* What is being asked:
Extract each line of the rows below that contains the string "golden", treating uppercase and lowercase letters as distinct.
----- Records for processing
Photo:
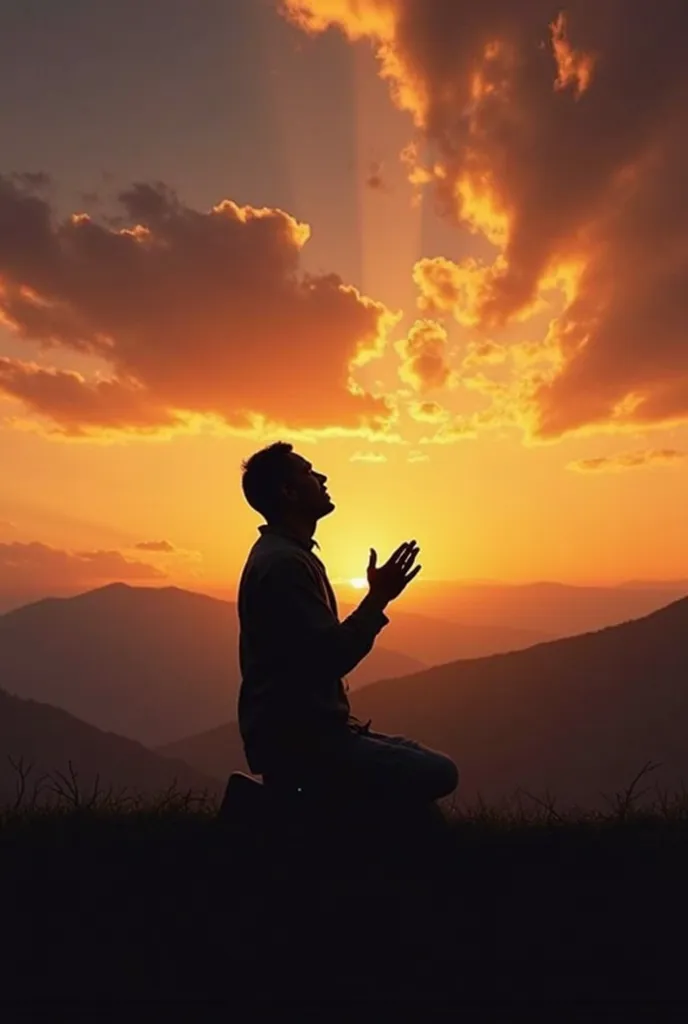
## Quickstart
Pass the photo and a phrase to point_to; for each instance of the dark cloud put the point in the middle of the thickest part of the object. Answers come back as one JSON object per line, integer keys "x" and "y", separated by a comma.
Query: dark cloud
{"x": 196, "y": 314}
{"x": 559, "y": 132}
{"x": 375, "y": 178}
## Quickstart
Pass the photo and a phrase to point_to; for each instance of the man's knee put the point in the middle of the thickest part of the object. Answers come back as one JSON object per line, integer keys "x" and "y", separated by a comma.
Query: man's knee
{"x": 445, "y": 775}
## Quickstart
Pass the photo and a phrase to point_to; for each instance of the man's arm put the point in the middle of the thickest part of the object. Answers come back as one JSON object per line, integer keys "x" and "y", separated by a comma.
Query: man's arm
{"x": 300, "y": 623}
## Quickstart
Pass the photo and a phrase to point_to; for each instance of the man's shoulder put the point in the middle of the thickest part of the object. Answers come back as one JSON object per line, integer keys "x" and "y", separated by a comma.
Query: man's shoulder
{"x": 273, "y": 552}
----------
----- Records for processing
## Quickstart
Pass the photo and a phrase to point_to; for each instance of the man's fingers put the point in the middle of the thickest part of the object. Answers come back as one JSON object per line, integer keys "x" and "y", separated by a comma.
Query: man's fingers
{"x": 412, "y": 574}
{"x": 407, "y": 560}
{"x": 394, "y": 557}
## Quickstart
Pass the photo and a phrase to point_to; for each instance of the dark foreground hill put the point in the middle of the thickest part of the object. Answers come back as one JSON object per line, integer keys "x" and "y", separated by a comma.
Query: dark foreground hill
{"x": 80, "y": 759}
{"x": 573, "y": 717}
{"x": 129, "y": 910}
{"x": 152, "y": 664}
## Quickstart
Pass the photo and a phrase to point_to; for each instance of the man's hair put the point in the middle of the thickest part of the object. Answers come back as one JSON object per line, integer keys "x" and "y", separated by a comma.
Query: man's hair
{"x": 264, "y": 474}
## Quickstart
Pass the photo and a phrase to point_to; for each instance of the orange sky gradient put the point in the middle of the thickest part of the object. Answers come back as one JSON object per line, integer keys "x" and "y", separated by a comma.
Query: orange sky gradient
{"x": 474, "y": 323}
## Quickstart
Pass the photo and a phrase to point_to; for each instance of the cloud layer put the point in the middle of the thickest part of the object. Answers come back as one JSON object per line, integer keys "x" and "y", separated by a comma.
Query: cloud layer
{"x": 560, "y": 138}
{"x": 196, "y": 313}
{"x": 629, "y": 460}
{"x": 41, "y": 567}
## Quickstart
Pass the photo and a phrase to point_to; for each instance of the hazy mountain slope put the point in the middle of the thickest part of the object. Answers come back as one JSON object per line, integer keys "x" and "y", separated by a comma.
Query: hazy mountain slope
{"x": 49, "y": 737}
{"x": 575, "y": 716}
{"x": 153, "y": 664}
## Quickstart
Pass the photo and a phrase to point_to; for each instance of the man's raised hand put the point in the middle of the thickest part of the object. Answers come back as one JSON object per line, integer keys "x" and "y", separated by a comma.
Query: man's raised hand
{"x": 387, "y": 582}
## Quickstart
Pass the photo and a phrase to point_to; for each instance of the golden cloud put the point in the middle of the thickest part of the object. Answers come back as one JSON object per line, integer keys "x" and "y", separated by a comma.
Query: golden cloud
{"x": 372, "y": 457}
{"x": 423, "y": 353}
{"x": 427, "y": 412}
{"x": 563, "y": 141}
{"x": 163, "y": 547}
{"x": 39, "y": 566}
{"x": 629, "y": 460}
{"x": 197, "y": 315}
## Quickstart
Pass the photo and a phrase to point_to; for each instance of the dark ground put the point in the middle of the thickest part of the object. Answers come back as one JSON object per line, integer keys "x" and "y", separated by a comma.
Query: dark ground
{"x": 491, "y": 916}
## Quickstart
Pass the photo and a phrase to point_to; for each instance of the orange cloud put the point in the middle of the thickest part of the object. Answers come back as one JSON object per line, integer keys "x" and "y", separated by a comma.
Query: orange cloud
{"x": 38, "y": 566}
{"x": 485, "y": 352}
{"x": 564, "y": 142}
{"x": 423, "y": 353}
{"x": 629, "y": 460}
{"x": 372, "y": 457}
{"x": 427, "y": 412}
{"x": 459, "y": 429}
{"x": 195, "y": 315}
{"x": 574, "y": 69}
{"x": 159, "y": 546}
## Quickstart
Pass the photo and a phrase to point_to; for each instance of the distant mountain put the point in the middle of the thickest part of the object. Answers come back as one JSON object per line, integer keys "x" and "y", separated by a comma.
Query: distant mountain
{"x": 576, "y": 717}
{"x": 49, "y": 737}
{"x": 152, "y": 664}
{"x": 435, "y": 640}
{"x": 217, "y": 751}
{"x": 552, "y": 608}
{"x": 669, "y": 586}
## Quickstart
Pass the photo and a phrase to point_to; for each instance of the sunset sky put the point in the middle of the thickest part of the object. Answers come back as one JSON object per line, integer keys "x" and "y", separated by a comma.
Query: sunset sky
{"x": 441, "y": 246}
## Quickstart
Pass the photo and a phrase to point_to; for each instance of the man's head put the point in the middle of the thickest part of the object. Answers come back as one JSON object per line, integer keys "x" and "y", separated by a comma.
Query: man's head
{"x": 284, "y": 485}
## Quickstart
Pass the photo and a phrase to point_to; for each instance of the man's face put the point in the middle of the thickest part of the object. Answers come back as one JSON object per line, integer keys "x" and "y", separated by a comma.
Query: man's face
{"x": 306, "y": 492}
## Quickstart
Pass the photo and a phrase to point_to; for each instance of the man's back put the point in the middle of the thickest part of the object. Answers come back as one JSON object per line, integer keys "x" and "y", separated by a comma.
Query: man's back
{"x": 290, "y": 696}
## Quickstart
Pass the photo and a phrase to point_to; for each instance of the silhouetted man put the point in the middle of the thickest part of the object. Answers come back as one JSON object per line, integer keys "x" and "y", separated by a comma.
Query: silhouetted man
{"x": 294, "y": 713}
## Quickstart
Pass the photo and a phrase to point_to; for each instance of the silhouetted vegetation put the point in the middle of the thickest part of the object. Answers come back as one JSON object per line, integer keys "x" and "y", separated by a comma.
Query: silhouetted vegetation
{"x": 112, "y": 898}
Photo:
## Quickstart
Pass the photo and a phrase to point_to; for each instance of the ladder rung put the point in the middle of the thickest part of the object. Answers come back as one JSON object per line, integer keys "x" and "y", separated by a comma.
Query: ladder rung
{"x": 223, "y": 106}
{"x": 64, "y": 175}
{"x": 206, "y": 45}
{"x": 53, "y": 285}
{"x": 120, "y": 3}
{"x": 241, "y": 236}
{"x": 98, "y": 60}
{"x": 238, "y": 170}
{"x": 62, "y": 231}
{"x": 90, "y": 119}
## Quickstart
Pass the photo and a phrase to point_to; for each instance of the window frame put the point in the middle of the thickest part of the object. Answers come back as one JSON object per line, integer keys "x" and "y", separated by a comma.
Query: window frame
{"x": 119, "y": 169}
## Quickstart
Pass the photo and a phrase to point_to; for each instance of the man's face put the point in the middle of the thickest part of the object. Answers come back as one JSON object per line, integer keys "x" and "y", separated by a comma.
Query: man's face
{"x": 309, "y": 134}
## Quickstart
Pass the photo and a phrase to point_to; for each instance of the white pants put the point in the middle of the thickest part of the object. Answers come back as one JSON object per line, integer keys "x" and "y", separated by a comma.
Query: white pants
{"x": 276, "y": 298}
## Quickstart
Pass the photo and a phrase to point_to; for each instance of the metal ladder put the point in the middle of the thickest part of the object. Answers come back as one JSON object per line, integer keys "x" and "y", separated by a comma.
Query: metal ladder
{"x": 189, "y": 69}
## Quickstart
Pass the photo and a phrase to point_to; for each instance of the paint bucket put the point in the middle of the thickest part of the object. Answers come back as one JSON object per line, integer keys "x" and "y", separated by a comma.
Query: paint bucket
----------
* Correct response:
Pass the photo and a phrase to point_to; for each instance of the golden cloud put the point in the middle of the thickest part of the object. Answers come back as one JSON object per line, integer keys "x" and "y", separated by a comma.
Query: golden cloud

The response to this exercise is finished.